(PROBLEM)
Return each line in the material below that contains the word "deer", copied unchanged.

(RECORDS TO USE)
◇ ◇ ◇

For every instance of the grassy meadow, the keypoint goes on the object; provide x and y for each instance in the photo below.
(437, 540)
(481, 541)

◇ ◇ ◇

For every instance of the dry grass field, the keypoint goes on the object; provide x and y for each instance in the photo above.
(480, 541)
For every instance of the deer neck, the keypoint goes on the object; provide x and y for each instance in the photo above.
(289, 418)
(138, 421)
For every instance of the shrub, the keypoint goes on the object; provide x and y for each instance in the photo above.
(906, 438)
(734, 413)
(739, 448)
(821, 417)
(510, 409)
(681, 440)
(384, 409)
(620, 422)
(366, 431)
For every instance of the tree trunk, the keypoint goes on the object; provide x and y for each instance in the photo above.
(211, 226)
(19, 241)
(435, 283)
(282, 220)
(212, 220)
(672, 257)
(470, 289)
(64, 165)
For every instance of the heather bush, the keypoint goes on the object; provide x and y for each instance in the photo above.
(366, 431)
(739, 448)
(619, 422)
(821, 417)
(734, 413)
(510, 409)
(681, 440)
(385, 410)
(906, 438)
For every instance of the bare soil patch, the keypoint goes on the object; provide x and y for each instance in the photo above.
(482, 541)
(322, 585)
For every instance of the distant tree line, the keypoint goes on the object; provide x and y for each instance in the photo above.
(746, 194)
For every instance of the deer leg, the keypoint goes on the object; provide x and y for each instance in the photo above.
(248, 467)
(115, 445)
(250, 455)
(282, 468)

◇ ◇ ◇

(ANSWER TO THE EXERCISE)
For every instance of the deer neck, the keypoint goes on the object; provide x and y for each instance in the photo above.
For every instance of the deer leg, the keypoint goes on the object; provide x and y for each instance in the photo above.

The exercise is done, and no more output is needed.